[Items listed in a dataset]
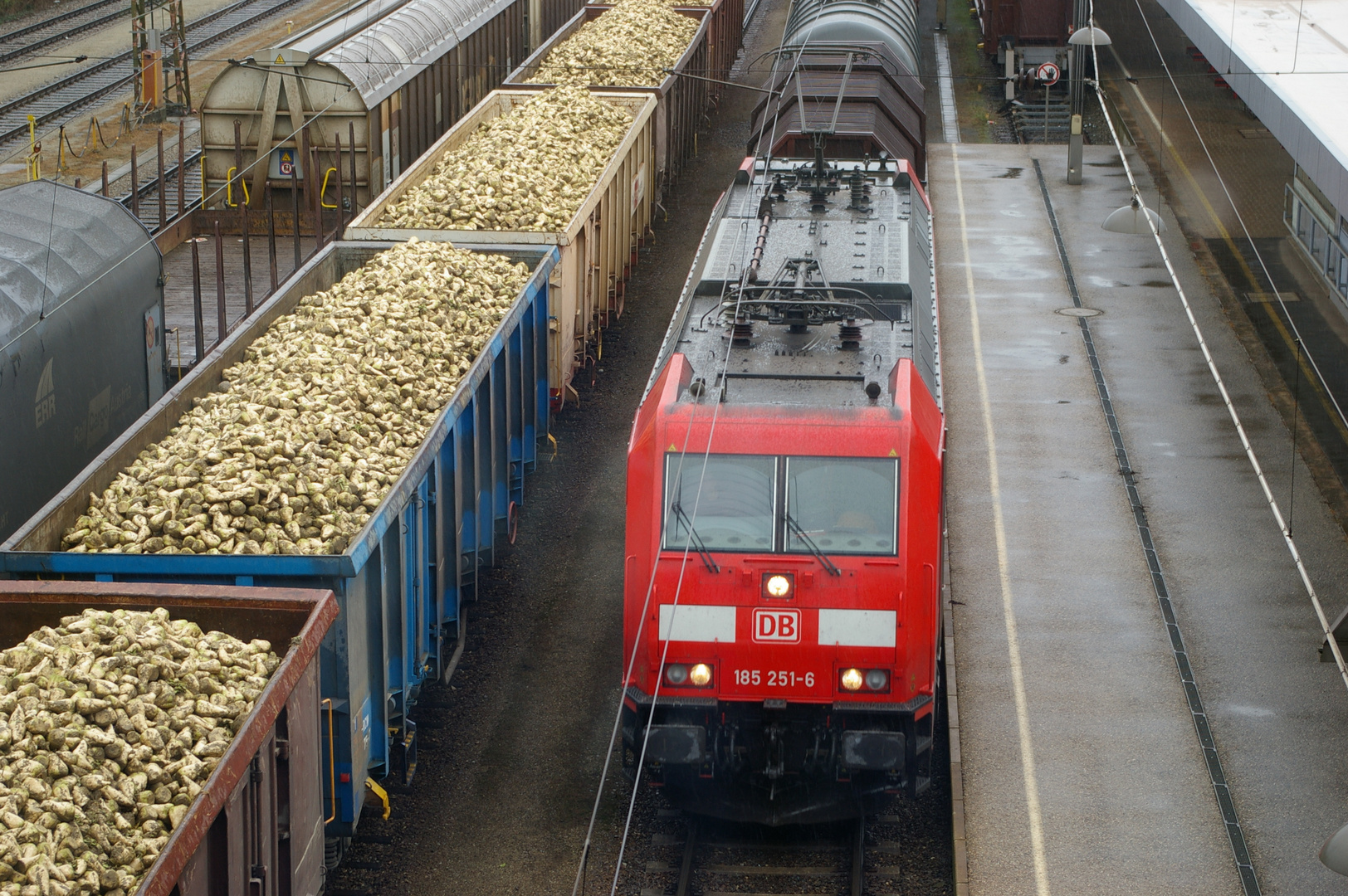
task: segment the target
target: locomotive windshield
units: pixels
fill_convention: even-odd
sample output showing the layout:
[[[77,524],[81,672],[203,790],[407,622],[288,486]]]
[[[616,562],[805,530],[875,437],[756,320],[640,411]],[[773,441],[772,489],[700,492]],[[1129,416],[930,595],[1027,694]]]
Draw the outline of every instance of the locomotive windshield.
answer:
[[[670,453],[662,547],[892,555],[898,499],[898,458]]]
[[[894,554],[898,489],[898,458],[789,457],[786,550]]]
[[[665,550],[771,551],[775,504],[775,457],[670,454]]]

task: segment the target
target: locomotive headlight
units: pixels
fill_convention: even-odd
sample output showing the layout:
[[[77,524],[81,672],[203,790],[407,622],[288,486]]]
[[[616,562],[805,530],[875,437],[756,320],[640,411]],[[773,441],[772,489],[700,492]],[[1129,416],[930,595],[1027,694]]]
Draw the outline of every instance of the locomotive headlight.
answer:
[[[794,578],[790,573],[764,573],[763,597],[791,597],[795,590]]]

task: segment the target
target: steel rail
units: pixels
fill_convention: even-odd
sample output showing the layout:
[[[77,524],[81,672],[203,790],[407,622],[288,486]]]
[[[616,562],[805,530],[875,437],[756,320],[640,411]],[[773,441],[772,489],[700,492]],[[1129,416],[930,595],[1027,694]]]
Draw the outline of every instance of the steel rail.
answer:
[[[221,19],[231,16],[232,13],[244,12],[248,8],[260,5],[263,3],[266,3],[266,0],[239,0],[239,3],[231,4],[221,9],[216,9],[214,12],[205,15],[201,19],[197,19],[195,22],[190,23],[187,26],[187,31],[189,34],[191,34],[195,30],[206,28],[208,26],[214,24]],[[262,22],[263,19],[267,19],[268,16],[275,15],[276,12],[280,12],[282,9],[291,7],[297,3],[299,3],[299,0],[279,0],[275,3],[270,3],[263,9],[255,12],[253,15],[240,19],[239,22],[229,23],[217,31],[212,31],[195,42],[189,42],[187,51],[191,53],[194,50],[201,50],[202,47],[222,40],[224,38],[228,38],[244,28],[248,28]],[[116,66],[125,66],[127,73],[123,74],[121,71],[109,71]],[[26,106],[32,105],[34,102],[38,102],[44,97],[58,93],[65,88],[73,86],[85,78],[92,78],[105,71],[111,74],[112,77],[111,81],[106,81],[98,86],[85,90],[80,96],[73,97],[71,100],[61,104],[55,109],[42,112],[40,115],[34,115],[34,124],[39,127],[44,125],[50,121],[54,121],[55,119],[59,119],[70,112],[80,109],[81,106],[93,102],[94,100],[106,96],[108,93],[112,93],[113,90],[117,90],[131,84],[131,81],[136,77],[133,61],[131,58],[131,51],[123,53],[117,57],[100,62],[94,66],[90,66],[82,71],[78,71],[59,81],[54,81],[53,84],[38,88],[31,93],[27,93],[22,97],[11,100],[9,102],[5,102],[4,105],[0,105],[0,117],[8,116],[15,112],[22,112]],[[27,119],[24,119],[24,121],[22,123],[13,124],[5,131],[0,131],[0,146],[4,146],[19,136],[23,136],[24,133],[27,133],[27,131],[28,131]]]
[[[120,5],[120,1],[121,0],[96,0],[96,3],[86,3],[82,7],[77,7],[74,9],[66,9],[65,12],[61,12],[61,13],[57,13],[57,15],[50,16],[47,19],[43,19],[42,22],[34,22],[32,24],[24,26],[22,28],[15,30],[15,31],[7,31],[4,34],[0,34],[0,43],[8,43],[8,42],[15,40],[18,38],[23,38],[23,36],[27,36],[30,34],[35,34],[38,31],[42,31],[43,28],[50,28],[51,26],[57,24],[58,22],[66,22],[67,19],[73,19],[75,16],[82,16],[86,12],[94,12],[97,9],[102,9],[104,7]]]
[[[115,1],[115,0],[101,0],[101,3],[92,3],[92,4],[89,4],[88,8],[93,9],[93,8],[97,8],[97,7],[104,7],[104,5],[108,5],[109,1]],[[84,9],[77,9],[77,12],[84,12]],[[80,34],[82,31],[90,31],[90,30],[97,28],[100,26],[105,26],[105,24],[108,24],[111,22],[116,22],[117,19],[121,19],[121,18],[124,18],[127,15],[129,15],[128,9],[119,8],[119,9],[115,9],[113,12],[106,13],[106,15],[98,16],[97,19],[90,19],[89,22],[81,22],[80,24],[77,24],[73,28],[66,28],[65,31],[57,31],[55,34],[50,34],[46,38],[38,38],[36,40],[31,40],[28,43],[24,43],[23,46],[15,47],[13,50],[9,50],[7,53],[0,53],[0,65],[4,65],[5,62],[9,62],[12,59],[18,59],[19,57],[31,55],[32,53],[36,53],[42,47],[51,46],[53,43],[59,43],[62,40],[69,40],[70,38],[75,36],[77,34]],[[47,26],[51,24],[51,22],[43,22],[40,24],[43,27],[47,27]],[[34,27],[36,27],[36,26],[34,26]],[[11,39],[9,35],[0,36],[0,44],[8,43],[9,39]]]

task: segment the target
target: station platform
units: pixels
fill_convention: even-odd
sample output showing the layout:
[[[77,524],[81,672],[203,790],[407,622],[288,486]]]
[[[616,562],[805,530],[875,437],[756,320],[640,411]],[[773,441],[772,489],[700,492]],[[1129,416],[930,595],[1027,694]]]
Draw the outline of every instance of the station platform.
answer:
[[[1100,226],[1130,197],[1115,150],[1086,147],[1080,187],[1066,185],[1066,147],[941,144],[929,166],[960,891],[1344,892],[1316,853],[1348,822],[1348,693],[1320,663],[1314,612],[1155,244]],[[1333,618],[1348,581],[1343,531],[1161,210],[1193,314],[1277,500],[1285,513],[1295,505]]]
[[[1175,3],[1188,0],[1166,5]],[[1274,13],[1283,26],[1287,16],[1295,18],[1286,8]],[[1314,13],[1312,4],[1306,13]],[[1186,34],[1157,0],[1101,5],[1097,16],[1113,38],[1100,53],[1100,74],[1126,131],[1159,181],[1283,419],[1290,423],[1299,404],[1298,450],[1348,530],[1348,422],[1340,412],[1348,410],[1348,279],[1340,288],[1337,243],[1313,216],[1298,212],[1306,202],[1318,206],[1302,201],[1308,186],[1295,174],[1298,147],[1283,146],[1277,121],[1256,117],[1255,106],[1232,89],[1248,86],[1255,75],[1228,81],[1211,71],[1213,63],[1196,46],[1197,32]],[[1324,20],[1308,22],[1308,34],[1316,32],[1324,44]],[[1237,34],[1247,31],[1237,23]],[[1278,79],[1295,86],[1299,78]],[[1348,97],[1348,78],[1339,81],[1339,96]],[[1326,102],[1313,109],[1321,116],[1341,105],[1335,94],[1324,96]],[[1333,132],[1321,136],[1332,140]]]

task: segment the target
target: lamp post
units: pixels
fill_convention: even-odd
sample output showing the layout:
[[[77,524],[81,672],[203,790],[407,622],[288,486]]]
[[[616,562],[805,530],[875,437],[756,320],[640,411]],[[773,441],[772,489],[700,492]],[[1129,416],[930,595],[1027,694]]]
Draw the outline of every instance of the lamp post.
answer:
[[[1104,32],[1103,28],[1097,28],[1095,20],[1091,19],[1091,13],[1086,9],[1089,0],[1076,0],[1076,22],[1089,22],[1086,27],[1077,28],[1068,38],[1068,47],[1072,50],[1072,58],[1068,61],[1070,66],[1068,86],[1070,88],[1072,97],[1072,128],[1068,132],[1068,183],[1081,183],[1081,144],[1084,136],[1081,133],[1081,112],[1085,105],[1085,67],[1086,53],[1085,49],[1091,44],[1097,47],[1109,46],[1109,35]],[[1099,77],[1099,73],[1096,73]]]

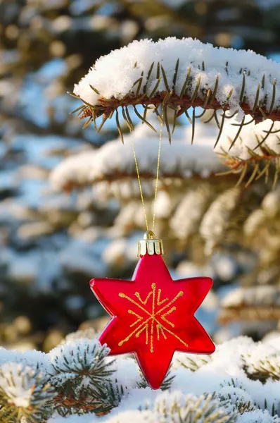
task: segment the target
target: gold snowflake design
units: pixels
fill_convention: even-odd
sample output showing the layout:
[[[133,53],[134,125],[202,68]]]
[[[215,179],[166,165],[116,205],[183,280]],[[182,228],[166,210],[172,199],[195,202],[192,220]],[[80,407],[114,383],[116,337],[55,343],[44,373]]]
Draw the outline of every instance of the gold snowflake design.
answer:
[[[152,283],[151,288],[151,290],[148,293],[145,300],[141,299],[139,293],[136,292],[134,293],[138,301],[130,298],[122,293],[120,293],[120,297],[125,298],[136,306],[136,307],[134,307],[134,310],[129,309],[127,312],[129,314],[135,316],[136,319],[130,325],[131,328],[134,329],[132,330],[127,338],[119,343],[119,345],[122,345],[125,342],[127,342],[132,336],[139,338],[141,333],[145,333],[146,345],[149,344],[150,351],[151,352],[153,352],[154,335],[156,331],[156,339],[158,341],[160,340],[160,336],[163,336],[163,338],[166,340],[166,334],[169,333],[178,339],[184,345],[185,345],[185,347],[187,347],[188,345],[169,329],[169,327],[167,327],[165,324],[167,324],[170,328],[174,328],[174,324],[168,320],[167,317],[176,310],[176,306],[172,305],[183,295],[183,291],[178,293],[171,300],[169,300],[167,298],[161,300],[161,289],[157,289],[155,283]],[[151,298],[151,303],[150,300]],[[148,305],[147,305],[148,302],[149,302]],[[151,310],[151,312],[149,311]]]

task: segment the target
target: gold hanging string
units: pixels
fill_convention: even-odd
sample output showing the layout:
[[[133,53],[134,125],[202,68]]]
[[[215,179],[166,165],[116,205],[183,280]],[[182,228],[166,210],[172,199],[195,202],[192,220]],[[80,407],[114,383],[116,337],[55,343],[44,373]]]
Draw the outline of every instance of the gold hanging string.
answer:
[[[163,116],[162,116],[162,118],[163,118]],[[158,178],[159,178],[159,174],[160,174],[160,149],[161,149],[162,138],[163,138],[163,122],[160,123],[160,140],[159,140],[159,143],[158,143],[158,164],[157,164],[157,171],[156,171],[156,177],[155,177],[155,197],[154,197],[154,200],[153,200],[153,224],[152,224],[152,231],[153,232],[155,228],[155,206],[156,206],[156,200],[157,200],[157,196],[158,196]],[[141,183],[139,168],[138,167],[138,161],[137,161],[137,158],[136,157],[134,142],[133,140],[132,140],[132,149],[133,149],[133,155],[134,157],[136,171],[137,173],[138,184],[139,185],[141,200],[142,202],[143,211],[144,211],[144,214],[146,227],[147,231],[148,231],[148,219],[147,219],[147,215],[146,213],[145,202],[144,202],[144,195],[143,195],[142,185]]]

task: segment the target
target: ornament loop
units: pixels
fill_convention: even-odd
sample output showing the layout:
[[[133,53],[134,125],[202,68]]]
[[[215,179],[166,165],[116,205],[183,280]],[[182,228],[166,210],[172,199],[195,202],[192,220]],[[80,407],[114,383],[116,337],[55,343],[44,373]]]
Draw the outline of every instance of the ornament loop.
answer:
[[[163,240],[155,238],[152,231],[146,231],[144,240],[138,242],[138,257],[141,257],[146,254],[149,255],[164,254]]]

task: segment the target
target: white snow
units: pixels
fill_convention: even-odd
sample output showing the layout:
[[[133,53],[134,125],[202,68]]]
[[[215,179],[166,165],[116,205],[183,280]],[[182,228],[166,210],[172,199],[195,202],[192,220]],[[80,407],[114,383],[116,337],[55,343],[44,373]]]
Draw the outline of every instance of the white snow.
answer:
[[[108,352],[106,347],[101,348],[96,339],[82,338],[79,336],[77,338],[69,338],[48,355],[43,355],[46,360],[41,361],[40,371],[43,376],[51,373],[51,382],[56,378],[56,381],[63,383],[69,377],[77,377],[77,369],[82,369],[85,366],[90,371],[96,366],[102,365],[103,360],[110,361],[111,359],[106,357]],[[33,360],[34,363],[38,363],[41,354],[38,352],[23,354],[0,349],[0,388],[4,388],[13,398],[13,403],[19,407],[27,406],[32,400],[32,393],[29,390],[28,384],[26,382],[23,390],[19,383],[15,386],[7,385],[6,379],[1,375],[7,375],[11,372],[17,381],[21,381],[21,376],[18,376],[18,372],[20,374],[33,374],[34,367],[29,367],[28,362]],[[27,357],[25,362],[23,360],[25,355]],[[66,357],[67,361],[63,357]],[[97,421],[116,423],[120,419],[122,422],[133,420],[143,423],[154,423],[155,421],[170,423],[173,421],[170,415],[175,412],[176,407],[172,408],[175,403],[183,405],[182,413],[185,416],[189,412],[188,410],[192,409],[195,405],[199,409],[196,402],[200,396],[214,393],[216,399],[212,399],[211,404],[219,406],[220,412],[224,406],[224,401],[227,402],[227,410],[231,413],[231,415],[234,415],[236,410],[243,409],[243,414],[237,419],[239,423],[279,423],[279,417],[273,418],[272,413],[273,410],[279,410],[280,381],[268,379],[262,384],[258,380],[252,380],[248,375],[254,373],[255,368],[260,366],[265,369],[267,367],[269,369],[269,362],[274,369],[279,369],[279,335],[274,335],[270,341],[257,343],[250,338],[236,338],[217,345],[215,352],[211,356],[177,352],[172,367],[175,378],[170,390],[163,392],[160,390],[152,391],[149,388],[139,388],[137,382],[140,378],[136,361],[128,357],[117,357],[115,363],[113,364],[116,372],[112,379],[117,379],[117,383],[122,384],[126,391],[117,407],[109,415],[103,417],[96,417],[90,413],[68,418],[53,416],[49,423],[63,423],[64,421],[68,423],[94,423]],[[8,377],[10,377],[8,374]],[[78,389],[87,386],[88,377],[90,376],[86,375],[79,380]],[[27,378],[27,380],[30,379]],[[205,400],[202,398],[201,400],[203,403]],[[164,406],[168,410],[167,417],[164,418],[165,419],[163,415]],[[146,409],[148,411],[145,411]],[[148,419],[145,419],[146,417]],[[198,419],[197,422],[201,420]],[[203,422],[204,420],[201,420],[201,423]]]
[[[252,116],[248,116],[245,119],[245,123],[250,122],[251,120]],[[222,152],[222,149],[228,152],[229,147],[238,130],[238,126],[231,125],[231,123],[236,123],[236,122],[233,121],[232,119],[229,119],[229,123],[227,122],[224,125],[220,140],[215,148],[217,152]],[[234,145],[229,152],[229,155],[242,160],[246,160],[251,157],[249,151],[250,149],[253,150],[255,154],[262,156],[264,153],[262,152],[261,148],[258,147],[258,145],[262,142],[267,135],[265,131],[269,130],[272,124],[272,121],[266,119],[260,123],[257,123],[257,125],[251,123],[243,126]],[[275,133],[269,134],[264,142],[262,143],[262,147],[265,147],[267,146],[272,150],[280,154],[279,139],[280,132],[277,133],[278,130],[280,131],[280,123],[274,122],[272,131]]]
[[[257,85],[261,82],[265,75],[266,82],[265,88],[260,89],[259,99],[261,101],[267,95],[268,104],[270,104],[272,98],[272,82],[279,74],[280,64],[252,51],[213,47],[210,44],[203,44],[191,38],[177,39],[176,37],[167,37],[156,42],[151,39],[134,41],[128,46],[114,50],[97,60],[87,75],[75,86],[74,92],[92,105],[98,104],[100,96],[108,99],[115,97],[120,99],[128,92],[136,93],[138,84],[133,85],[144,72],[141,94],[153,62],[155,64],[148,81],[147,94],[151,93],[157,82],[158,63],[164,68],[168,85],[172,90],[178,59],[179,64],[174,88],[174,92],[178,95],[180,94],[187,70],[190,67],[193,80],[191,86],[189,87],[189,95],[193,93],[198,78],[201,79],[201,88],[210,88],[213,90],[216,77],[219,76],[219,83],[216,98],[221,104],[224,102],[233,88],[229,104],[231,109],[236,109],[239,105],[243,71],[247,68],[248,70],[250,70],[250,74],[248,75],[247,73],[246,76],[246,101],[251,107],[253,106]],[[205,70],[202,70],[203,61]],[[167,90],[162,74],[161,76],[157,90],[158,92]],[[99,92],[100,96],[91,90],[90,85]],[[275,106],[279,105],[280,101],[279,87],[280,82],[277,80]],[[198,97],[205,97],[205,93],[201,89],[198,90]]]

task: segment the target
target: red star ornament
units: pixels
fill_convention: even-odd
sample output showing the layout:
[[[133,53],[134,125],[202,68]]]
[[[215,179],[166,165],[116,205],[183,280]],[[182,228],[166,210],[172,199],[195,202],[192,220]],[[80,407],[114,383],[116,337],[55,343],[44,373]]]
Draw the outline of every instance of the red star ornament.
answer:
[[[211,354],[215,345],[194,317],[210,278],[173,281],[160,255],[141,257],[132,281],[92,279],[112,319],[99,337],[115,355],[134,352],[147,382],[160,387],[174,351]]]

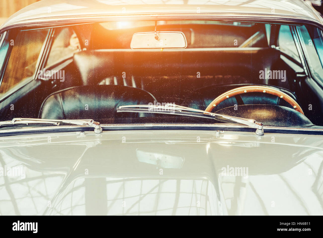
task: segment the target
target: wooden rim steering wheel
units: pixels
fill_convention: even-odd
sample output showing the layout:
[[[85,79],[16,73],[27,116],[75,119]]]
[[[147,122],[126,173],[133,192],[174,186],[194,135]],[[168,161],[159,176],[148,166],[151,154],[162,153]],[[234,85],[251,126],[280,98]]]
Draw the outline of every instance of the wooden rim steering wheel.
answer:
[[[256,85],[244,86],[243,87],[236,88],[235,88],[227,91],[212,101],[212,102],[206,108],[205,110],[206,111],[211,112],[213,109],[216,106],[218,105],[220,103],[223,101],[227,98],[242,93],[254,92],[266,93],[278,97],[291,105],[297,111],[300,112],[303,115],[304,114],[304,113],[303,112],[303,110],[302,110],[302,109],[301,108],[301,107],[296,101],[289,95],[281,91],[272,88]]]

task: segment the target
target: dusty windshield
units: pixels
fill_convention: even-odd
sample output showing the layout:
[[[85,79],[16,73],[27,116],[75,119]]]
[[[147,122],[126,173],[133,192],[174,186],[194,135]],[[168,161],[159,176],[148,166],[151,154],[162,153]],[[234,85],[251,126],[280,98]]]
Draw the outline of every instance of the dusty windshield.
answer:
[[[165,36],[171,35],[162,34],[170,32],[183,36],[184,47],[177,48]],[[136,34],[147,32],[137,42],[146,46],[130,47]],[[160,47],[152,47],[155,39]],[[322,95],[306,81],[323,82],[322,39],[313,27],[230,21],[111,22],[9,31],[0,38],[1,120],[223,123],[117,110],[171,104],[265,125],[323,125]]]

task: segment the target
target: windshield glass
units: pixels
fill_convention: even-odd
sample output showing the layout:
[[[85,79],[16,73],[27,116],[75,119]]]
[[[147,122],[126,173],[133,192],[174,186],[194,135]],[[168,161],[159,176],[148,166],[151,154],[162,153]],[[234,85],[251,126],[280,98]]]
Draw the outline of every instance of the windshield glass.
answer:
[[[138,35],[142,33],[151,34]],[[323,125],[323,37],[313,26],[133,21],[7,33],[2,41],[6,44],[0,46],[7,52],[0,66],[2,121],[224,123],[160,111],[117,110],[170,104],[265,125]],[[135,40],[138,35],[140,42]],[[132,47],[136,44],[141,46]]]

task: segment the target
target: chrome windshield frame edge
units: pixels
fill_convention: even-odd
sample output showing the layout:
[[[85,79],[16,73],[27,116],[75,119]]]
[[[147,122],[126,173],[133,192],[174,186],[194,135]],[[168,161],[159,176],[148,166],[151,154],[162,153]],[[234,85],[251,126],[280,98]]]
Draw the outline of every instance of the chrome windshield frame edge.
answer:
[[[250,129],[250,132],[253,132],[253,128],[247,126],[243,125],[227,124],[217,123],[216,124],[102,124],[101,127],[103,131],[109,130],[162,130],[172,129],[195,129],[201,130],[216,130],[217,129]],[[190,129],[190,128],[191,128]],[[194,129],[195,128],[196,129]],[[201,128],[199,129],[199,128]],[[31,128],[24,128],[12,129],[0,129],[0,136],[10,135],[11,134],[15,135],[19,134],[41,134],[43,133],[57,133],[63,132],[64,130],[69,131],[78,131],[82,130],[91,131],[93,130],[93,128],[88,126],[78,126],[72,125],[70,126],[55,126],[45,127],[37,127]],[[299,132],[300,134],[315,134],[316,132],[319,134],[323,134],[323,127],[322,128],[308,128],[304,127],[276,127],[264,126],[264,129],[265,133],[288,133],[288,132],[295,134],[295,132]],[[234,131],[233,130],[232,131]],[[274,132],[273,132],[274,131]],[[283,132],[284,131],[284,132]],[[301,133],[302,132],[302,133]]]

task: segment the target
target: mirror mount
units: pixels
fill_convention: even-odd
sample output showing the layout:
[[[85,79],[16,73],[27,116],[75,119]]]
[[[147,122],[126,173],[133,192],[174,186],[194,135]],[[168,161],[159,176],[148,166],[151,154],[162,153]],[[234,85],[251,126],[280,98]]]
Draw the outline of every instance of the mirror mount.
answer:
[[[184,49],[187,42],[180,31],[156,31],[135,33],[130,43],[131,49]]]

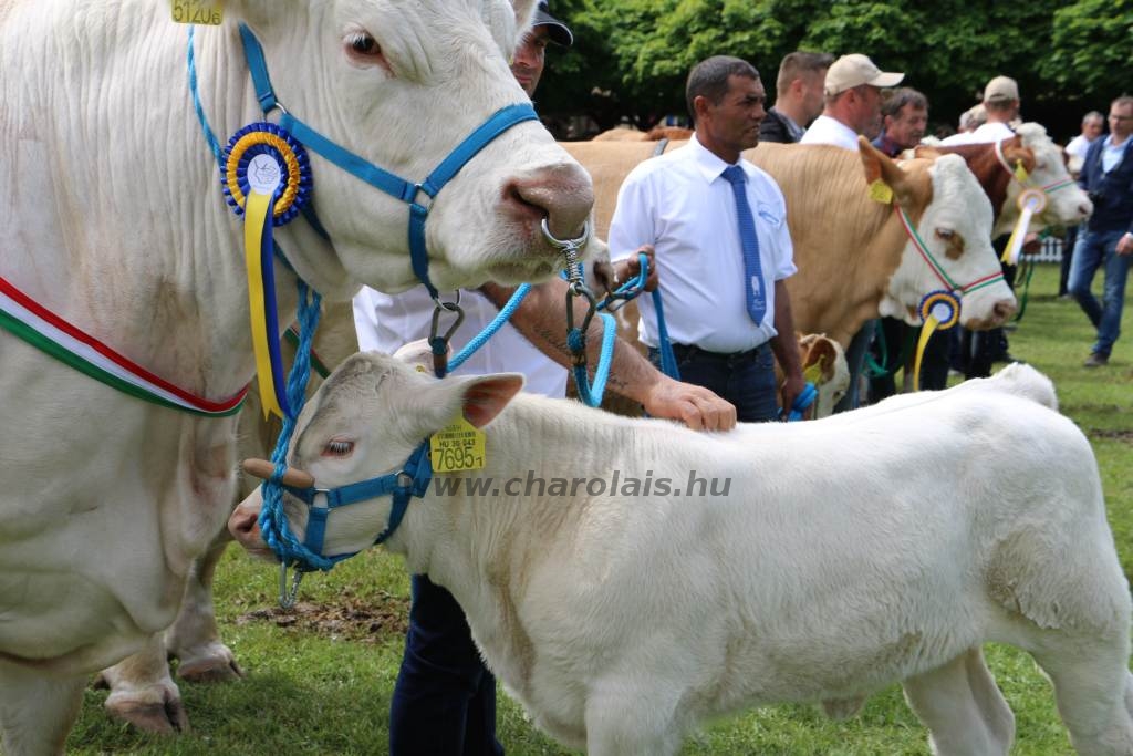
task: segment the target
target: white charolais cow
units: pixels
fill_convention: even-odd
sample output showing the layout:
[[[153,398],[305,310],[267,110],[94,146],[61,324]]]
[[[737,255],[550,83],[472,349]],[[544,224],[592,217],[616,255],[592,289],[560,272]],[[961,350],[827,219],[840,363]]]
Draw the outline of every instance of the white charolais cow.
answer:
[[[529,107],[508,53],[534,5],[227,0],[222,25],[195,29],[194,94],[187,27],[169,3],[3,0],[5,307],[18,291],[40,320],[61,318],[118,364],[211,402],[238,396],[254,365],[244,226],[194,108],[221,143],[265,118],[238,23],[262,44],[291,117],[353,153],[355,167],[412,182],[496,111]],[[289,264],[331,299],[361,283],[414,284],[408,204],[324,154],[309,152],[310,206],[326,236],[305,218],[278,228]],[[429,273],[448,289],[548,275],[560,253],[540,221],[578,236],[593,190],[526,120],[435,201],[416,198],[429,206]],[[275,278],[286,324],[295,274],[276,264]],[[231,506],[236,421],[128,396],[8,329],[0,394],[0,729],[8,756],[57,753],[87,677],[147,643],[152,653],[173,621],[190,564]],[[180,704],[159,682],[136,703],[160,715]]]
[[[335,489],[402,469],[458,413],[484,427],[485,467],[435,475],[385,543],[452,592],[488,666],[563,742],[674,754],[706,716],[900,680],[934,753],[1006,754],[1013,715],[980,651],[997,640],[1050,676],[1080,754],[1133,753],[1128,585],[1090,444],[1033,368],[727,434],[521,383],[353,356],[289,462]],[[461,487],[485,478],[491,496]],[[284,506],[303,537],[306,506]],[[256,493],[229,527],[267,553],[259,508]],[[367,547],[390,511],[387,495],[331,511],[324,553]]]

Your objective ▸ Rewrite everything from the start of the data down to the line containing "[[[794,578],[790,573],[764,573],[763,597],[791,597],[795,590]]]", renaming "locomotive headlight" to "engine headlamp" and leaving all else unchanged. Leave the pictures out of your answer.

Response to the task ▸
task: segment the target
target: locomotive windshield
units: pixels
fill_convention: even-odd
sample output showing the layout:
[[[77,524],[81,672],[203,790],[407,622],[288,486]]]
[[[616,562],[805,530],[875,437],[756,320],[640,411]],[[773,441],[772,489],[700,492]],[[1129,416],[930,595],[1027,694]]]
Draw the outline of every instance of the locomotive windshield.
answer:
[[[670,453],[662,547],[892,555],[898,499],[898,458]]]
[[[894,554],[898,489],[898,458],[789,457],[786,550]]]
[[[665,550],[771,551],[775,504],[775,457],[670,454]]]

task: segment the target
target: engine headlamp
units: pixels
fill_convention: even-odd
sample output showing the layout:
[[[77,524],[81,672],[203,790],[407,622],[288,486]]]
[[[616,562],[805,530],[875,437],[756,320],[640,411]],[[773,441],[772,489],[700,492]],[[1129,416],[930,595],[1027,694]]]
Draw the outline of every instance of the engine headlamp.
answer:
[[[794,578],[790,573],[764,573],[763,597],[791,597],[795,590]]]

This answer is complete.